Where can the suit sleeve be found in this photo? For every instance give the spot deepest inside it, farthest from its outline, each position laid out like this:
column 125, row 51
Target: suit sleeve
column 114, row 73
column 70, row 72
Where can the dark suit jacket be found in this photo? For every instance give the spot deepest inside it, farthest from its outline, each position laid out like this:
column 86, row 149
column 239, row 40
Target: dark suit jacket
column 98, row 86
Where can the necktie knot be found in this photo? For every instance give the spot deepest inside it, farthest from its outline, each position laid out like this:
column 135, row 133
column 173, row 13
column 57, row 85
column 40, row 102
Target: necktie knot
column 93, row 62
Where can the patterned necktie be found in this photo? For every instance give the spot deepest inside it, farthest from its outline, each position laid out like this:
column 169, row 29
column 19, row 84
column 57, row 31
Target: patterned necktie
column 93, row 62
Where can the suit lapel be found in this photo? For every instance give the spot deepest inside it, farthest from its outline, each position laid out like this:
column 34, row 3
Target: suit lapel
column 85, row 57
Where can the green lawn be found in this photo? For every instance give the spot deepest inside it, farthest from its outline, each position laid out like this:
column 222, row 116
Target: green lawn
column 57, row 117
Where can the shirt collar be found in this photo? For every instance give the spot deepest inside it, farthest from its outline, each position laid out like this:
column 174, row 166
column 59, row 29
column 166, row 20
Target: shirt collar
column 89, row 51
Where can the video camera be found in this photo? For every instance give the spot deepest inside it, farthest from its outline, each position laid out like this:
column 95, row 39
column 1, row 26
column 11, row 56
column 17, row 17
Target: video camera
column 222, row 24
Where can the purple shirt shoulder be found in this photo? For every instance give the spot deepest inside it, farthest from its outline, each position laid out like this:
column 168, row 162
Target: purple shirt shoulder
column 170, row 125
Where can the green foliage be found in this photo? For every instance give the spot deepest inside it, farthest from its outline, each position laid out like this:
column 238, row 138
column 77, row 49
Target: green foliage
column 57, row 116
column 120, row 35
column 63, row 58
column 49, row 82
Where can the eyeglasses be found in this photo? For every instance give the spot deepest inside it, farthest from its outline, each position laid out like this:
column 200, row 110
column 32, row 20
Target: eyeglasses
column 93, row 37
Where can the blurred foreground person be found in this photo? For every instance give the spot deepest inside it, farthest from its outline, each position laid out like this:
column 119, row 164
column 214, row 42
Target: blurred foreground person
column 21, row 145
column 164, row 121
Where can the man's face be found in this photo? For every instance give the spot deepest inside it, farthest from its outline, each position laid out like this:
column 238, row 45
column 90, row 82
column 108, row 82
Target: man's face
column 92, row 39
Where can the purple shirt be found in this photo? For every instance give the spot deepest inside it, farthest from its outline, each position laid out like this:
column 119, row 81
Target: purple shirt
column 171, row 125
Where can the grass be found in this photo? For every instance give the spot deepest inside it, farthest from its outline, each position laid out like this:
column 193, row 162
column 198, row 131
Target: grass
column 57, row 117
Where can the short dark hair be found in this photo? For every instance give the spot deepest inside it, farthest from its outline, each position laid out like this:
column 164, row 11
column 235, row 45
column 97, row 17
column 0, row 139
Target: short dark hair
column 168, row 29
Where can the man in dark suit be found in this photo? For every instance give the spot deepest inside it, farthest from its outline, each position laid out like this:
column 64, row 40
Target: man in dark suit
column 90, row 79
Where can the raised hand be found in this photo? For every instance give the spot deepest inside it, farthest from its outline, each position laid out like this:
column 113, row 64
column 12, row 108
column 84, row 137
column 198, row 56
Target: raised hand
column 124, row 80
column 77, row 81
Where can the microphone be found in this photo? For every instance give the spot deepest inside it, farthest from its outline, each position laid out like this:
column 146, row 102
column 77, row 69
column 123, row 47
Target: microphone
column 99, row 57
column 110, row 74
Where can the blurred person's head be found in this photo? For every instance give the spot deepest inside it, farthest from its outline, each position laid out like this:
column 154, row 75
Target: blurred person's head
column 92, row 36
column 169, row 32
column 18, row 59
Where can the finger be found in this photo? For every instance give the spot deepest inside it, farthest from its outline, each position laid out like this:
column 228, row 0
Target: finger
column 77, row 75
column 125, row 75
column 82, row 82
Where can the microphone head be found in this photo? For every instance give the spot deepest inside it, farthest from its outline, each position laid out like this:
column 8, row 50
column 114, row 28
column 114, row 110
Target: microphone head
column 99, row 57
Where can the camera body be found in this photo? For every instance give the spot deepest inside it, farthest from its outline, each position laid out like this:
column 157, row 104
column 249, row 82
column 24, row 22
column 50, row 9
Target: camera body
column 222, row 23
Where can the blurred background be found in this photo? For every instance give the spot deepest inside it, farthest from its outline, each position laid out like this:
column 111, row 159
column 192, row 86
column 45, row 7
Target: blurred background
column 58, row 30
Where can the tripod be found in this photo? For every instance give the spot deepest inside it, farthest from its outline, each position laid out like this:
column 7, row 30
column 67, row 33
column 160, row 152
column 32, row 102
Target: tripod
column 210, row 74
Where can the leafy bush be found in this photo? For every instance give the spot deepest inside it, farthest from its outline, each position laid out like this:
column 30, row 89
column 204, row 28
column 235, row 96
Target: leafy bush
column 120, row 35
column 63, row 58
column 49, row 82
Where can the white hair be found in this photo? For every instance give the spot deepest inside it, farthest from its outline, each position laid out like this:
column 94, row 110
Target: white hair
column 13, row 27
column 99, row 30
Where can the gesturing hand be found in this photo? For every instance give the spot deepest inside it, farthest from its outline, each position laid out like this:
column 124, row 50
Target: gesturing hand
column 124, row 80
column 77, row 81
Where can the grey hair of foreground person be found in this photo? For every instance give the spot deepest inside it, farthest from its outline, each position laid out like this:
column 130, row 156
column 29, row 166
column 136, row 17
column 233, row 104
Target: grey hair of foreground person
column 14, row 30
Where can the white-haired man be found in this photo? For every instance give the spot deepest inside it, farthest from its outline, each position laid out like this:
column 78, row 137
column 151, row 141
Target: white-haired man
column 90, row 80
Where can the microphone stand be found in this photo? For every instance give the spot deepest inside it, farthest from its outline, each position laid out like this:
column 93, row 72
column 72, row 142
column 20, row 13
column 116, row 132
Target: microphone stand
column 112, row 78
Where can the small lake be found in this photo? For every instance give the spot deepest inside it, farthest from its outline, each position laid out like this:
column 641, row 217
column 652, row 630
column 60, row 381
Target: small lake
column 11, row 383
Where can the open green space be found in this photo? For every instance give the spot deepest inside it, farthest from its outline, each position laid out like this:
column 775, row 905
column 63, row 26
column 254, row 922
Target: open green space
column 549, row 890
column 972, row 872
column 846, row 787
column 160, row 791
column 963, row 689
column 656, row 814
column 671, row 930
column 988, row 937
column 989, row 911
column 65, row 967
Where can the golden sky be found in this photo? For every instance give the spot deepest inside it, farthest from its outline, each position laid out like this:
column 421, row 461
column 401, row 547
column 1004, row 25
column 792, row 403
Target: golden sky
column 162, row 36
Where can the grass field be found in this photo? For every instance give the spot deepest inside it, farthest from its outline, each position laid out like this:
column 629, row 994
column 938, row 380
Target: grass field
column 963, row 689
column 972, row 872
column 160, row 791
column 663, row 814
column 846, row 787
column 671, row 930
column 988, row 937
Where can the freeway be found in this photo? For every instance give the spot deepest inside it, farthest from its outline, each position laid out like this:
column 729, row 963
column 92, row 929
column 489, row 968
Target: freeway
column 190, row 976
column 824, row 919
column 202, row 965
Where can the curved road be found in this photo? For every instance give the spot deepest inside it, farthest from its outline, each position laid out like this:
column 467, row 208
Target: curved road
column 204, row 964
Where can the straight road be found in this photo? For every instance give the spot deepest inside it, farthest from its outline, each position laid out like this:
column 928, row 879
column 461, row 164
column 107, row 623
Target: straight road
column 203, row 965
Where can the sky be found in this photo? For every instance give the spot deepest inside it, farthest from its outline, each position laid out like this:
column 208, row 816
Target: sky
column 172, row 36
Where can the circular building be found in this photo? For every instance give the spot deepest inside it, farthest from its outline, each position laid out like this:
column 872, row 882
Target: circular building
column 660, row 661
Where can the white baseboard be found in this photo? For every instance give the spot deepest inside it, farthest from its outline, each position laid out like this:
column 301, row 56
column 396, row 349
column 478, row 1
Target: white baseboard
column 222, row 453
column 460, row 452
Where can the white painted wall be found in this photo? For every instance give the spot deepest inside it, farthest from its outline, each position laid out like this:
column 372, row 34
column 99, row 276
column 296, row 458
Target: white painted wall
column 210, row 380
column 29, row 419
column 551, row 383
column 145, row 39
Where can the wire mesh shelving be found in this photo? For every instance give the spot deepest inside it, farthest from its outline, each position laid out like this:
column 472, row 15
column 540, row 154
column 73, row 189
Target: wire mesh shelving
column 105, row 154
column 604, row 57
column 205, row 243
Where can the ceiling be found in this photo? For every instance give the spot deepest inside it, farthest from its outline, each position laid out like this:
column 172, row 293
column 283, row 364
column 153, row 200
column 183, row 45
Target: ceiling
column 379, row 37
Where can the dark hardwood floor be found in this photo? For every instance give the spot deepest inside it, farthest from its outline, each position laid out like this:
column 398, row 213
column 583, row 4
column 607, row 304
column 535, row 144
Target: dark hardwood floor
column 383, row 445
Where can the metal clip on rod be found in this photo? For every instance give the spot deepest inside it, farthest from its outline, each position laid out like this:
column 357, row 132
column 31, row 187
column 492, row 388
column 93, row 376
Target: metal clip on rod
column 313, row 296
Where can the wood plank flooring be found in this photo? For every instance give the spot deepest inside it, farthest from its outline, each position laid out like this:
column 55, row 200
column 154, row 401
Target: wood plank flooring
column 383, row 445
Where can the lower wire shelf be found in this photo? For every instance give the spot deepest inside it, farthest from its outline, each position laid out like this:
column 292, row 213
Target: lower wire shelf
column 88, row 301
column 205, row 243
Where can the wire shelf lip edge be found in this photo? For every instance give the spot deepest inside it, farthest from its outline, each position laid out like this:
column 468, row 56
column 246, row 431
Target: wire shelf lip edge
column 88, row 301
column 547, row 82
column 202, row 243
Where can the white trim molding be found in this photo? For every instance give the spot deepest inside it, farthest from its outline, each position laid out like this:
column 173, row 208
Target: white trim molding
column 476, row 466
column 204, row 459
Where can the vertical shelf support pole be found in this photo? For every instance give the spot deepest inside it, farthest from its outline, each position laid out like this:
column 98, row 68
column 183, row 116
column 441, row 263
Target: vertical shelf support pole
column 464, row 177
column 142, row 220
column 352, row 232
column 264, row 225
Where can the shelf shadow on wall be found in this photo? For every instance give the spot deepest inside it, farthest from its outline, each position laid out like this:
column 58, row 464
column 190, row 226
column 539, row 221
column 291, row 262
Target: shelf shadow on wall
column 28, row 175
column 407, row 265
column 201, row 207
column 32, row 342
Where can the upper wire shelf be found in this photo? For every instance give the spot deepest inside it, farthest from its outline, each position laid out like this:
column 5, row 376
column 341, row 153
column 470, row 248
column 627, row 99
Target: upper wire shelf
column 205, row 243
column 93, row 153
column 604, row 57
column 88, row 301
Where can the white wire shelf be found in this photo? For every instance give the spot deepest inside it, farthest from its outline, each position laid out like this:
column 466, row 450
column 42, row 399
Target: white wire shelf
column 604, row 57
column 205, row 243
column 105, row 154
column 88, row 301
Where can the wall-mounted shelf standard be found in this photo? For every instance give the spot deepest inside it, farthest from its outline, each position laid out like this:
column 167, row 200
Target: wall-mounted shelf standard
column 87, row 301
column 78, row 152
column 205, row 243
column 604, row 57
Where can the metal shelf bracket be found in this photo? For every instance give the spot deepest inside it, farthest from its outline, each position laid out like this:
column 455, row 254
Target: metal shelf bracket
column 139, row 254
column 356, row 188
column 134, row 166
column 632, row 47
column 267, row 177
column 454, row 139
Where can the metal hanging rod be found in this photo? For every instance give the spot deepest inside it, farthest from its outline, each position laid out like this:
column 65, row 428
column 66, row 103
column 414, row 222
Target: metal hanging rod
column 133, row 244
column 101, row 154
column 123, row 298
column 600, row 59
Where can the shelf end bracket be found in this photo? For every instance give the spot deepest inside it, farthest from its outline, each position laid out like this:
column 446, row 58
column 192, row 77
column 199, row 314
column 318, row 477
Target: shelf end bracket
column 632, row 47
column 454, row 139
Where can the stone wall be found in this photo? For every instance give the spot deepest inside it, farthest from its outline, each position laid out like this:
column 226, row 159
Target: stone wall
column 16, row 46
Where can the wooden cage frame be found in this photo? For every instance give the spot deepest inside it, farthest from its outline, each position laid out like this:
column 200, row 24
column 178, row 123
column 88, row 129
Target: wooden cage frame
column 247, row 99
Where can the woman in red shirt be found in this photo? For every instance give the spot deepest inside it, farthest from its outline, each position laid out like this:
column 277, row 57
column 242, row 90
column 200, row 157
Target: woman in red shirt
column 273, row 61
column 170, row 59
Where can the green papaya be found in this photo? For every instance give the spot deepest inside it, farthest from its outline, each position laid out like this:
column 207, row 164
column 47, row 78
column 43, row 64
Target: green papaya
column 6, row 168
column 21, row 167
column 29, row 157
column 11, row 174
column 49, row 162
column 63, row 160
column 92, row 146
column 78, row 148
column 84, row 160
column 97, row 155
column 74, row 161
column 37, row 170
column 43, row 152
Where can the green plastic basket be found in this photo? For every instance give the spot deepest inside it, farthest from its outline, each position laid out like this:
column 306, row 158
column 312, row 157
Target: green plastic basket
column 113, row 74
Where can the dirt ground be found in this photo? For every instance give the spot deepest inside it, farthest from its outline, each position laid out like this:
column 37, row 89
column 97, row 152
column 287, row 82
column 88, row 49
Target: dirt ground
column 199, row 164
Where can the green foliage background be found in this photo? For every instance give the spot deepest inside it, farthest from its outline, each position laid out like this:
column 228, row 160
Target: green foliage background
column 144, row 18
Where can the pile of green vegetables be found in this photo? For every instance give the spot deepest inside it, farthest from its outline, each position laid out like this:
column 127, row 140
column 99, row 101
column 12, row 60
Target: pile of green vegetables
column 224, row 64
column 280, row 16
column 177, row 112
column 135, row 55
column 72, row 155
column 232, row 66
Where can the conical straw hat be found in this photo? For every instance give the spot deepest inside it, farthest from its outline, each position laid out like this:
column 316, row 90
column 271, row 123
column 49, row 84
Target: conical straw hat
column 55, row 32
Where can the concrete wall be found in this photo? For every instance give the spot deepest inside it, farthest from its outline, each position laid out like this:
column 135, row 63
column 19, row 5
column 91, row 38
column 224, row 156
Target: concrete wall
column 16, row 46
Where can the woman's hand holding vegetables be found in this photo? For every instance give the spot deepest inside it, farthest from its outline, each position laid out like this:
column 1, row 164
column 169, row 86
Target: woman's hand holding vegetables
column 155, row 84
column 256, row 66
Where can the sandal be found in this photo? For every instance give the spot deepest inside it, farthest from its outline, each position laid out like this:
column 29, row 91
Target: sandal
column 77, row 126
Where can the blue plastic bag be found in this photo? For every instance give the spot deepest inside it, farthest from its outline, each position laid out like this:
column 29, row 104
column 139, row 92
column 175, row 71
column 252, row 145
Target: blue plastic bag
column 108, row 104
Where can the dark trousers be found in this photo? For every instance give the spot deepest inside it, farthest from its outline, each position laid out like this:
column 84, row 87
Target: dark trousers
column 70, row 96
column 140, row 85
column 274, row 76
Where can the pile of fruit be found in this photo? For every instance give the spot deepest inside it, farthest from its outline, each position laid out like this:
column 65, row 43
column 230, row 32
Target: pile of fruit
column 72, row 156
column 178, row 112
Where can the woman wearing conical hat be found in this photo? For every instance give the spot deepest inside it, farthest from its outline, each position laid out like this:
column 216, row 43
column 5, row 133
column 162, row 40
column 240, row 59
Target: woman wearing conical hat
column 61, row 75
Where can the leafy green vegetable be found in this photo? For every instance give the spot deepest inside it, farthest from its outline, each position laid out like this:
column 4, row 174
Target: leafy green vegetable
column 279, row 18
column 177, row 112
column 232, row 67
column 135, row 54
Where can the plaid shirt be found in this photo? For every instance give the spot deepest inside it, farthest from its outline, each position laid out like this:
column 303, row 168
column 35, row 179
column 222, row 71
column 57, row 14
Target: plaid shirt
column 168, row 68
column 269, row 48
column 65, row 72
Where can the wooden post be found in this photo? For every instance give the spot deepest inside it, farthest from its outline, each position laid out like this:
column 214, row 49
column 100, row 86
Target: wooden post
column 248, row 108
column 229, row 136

━━━━

§ What is asked
Reproduce the material verbatim, starting at the line that contains "Where can the microphone stand" and stopping after the line that contains "column 11, row 383".

§ Final result
Where can the microphone stand be found in this photo? For every instance give the spot deepest inside it, farthest from its outline, each position laid out like this:
column 93, row 72
column 72, row 142
column 20, row 13
column 116, row 132
Target: microphone stand
column 112, row 78
Where can the small lake be found in this photo? For every instance give the spot deepest inside it, farthest from its outline, each position laid out like this:
column 641, row 217
column 652, row 630
column 60, row 381
Target: small lake
column 11, row 383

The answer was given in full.